TASK STATEMENT: Copy the lines of the records exactly, from the line containing "It would be great if you could detect the dog's front" through the line containing "[407, 265, 422, 276]", with both of those lines included.

## Start EXTRACTED MATERIAL

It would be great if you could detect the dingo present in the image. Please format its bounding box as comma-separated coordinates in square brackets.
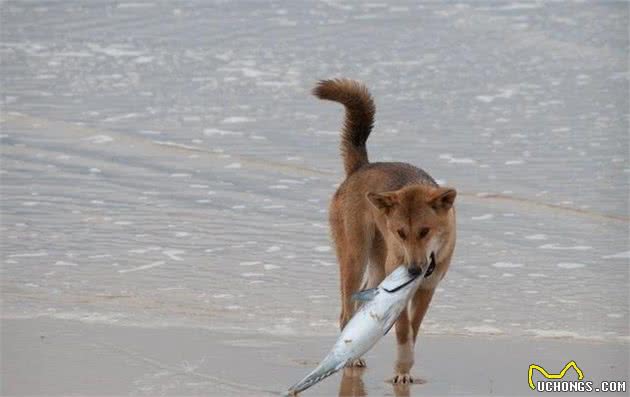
[313, 79, 456, 384]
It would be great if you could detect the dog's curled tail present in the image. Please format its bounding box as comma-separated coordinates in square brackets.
[313, 79, 376, 175]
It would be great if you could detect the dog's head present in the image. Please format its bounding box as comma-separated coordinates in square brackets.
[367, 185, 457, 276]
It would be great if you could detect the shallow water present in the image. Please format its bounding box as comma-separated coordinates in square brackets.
[0, 1, 630, 340]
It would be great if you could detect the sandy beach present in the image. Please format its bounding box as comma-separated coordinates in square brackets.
[2, 318, 629, 396]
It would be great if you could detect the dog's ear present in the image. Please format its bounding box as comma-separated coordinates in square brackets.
[429, 187, 457, 211]
[365, 192, 398, 214]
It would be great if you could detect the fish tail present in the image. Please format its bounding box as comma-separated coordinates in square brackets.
[288, 358, 346, 396]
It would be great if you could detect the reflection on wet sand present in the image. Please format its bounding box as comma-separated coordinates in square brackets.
[339, 367, 426, 397]
[339, 367, 367, 397]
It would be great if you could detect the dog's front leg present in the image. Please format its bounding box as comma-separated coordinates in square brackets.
[392, 310, 414, 384]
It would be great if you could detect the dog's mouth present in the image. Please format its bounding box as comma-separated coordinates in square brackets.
[424, 252, 435, 278]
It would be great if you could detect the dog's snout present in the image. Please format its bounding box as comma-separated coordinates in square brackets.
[407, 265, 422, 276]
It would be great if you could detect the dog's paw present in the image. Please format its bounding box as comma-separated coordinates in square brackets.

## End EXTRACTED MATERIAL

EXERCISE RESPONSE:
It would be great if you could detect the dog's front leg present in the image. Please format its bounding box as comma-separated coordinates in square brackets.
[392, 310, 414, 384]
It would be great if you could detect the dog's mouth present in the image. Please format its bounding box as comma-separated coordinates in square brackets.
[424, 252, 435, 278]
It would be great if you could detect the dog's snout present in the image. Please format its bounding box as comma-separated coordinates in square brackets.
[407, 265, 422, 276]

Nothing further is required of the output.